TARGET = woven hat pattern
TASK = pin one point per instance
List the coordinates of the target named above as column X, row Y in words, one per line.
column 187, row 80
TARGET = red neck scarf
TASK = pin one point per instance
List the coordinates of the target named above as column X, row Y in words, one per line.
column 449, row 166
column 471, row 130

:::::

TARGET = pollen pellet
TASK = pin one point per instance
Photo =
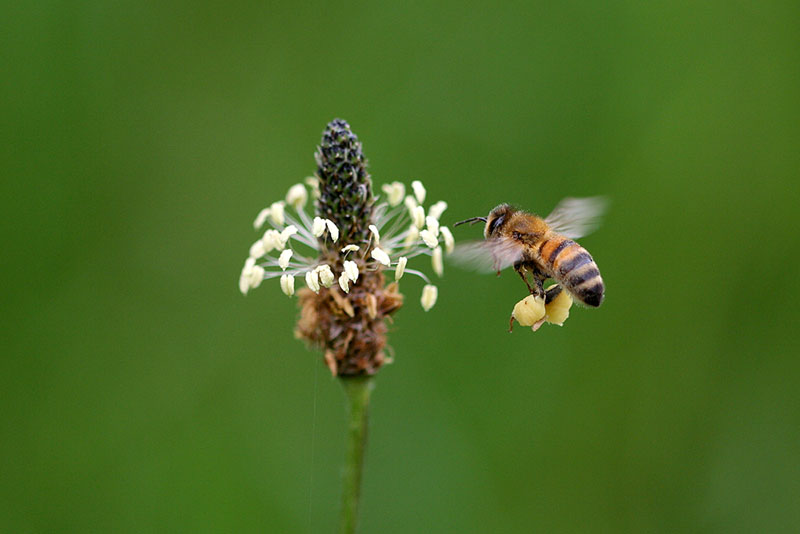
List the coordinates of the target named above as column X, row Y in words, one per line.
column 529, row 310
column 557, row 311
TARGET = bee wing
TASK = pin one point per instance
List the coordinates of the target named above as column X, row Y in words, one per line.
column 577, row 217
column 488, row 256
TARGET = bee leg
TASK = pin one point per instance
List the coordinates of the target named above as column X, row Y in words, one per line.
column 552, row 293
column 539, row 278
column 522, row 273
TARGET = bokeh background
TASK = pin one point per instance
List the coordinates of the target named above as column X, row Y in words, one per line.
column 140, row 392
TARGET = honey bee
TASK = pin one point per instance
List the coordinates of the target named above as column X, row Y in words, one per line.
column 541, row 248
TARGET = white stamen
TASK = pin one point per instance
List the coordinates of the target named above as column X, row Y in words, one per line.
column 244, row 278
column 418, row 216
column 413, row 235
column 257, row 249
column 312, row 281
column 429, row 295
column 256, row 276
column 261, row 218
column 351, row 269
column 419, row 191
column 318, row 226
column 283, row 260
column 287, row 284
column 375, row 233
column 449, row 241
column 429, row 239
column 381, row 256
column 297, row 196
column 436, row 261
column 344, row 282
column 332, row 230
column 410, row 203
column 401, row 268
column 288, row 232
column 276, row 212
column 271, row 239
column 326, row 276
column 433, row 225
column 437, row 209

:::::

Put the lines between the line holding "TARGET = woven hat pattern" and the line holding "column 471, row 130", inclusive, into a Markdown table with the columns Position and Line, skipping any blank lines.

| Position | Line |
|---|---|
| 1 | TARGET = woven hat pattern |
| 2 | TASK = pin one point per instance |
| 3 | List the coordinates of the target named above as column X, row Y in words, one per line. |
| 4 | column 187, row 80 |
| 5 | TARGET = red neck scarf |
| 6 | TASK = pin one point per instance |
| 7 | List the coordinates of the target named above as column X, row Y in words, one per line. |
| 8 | column 449, row 166 |
| 9 | column 471, row 130 |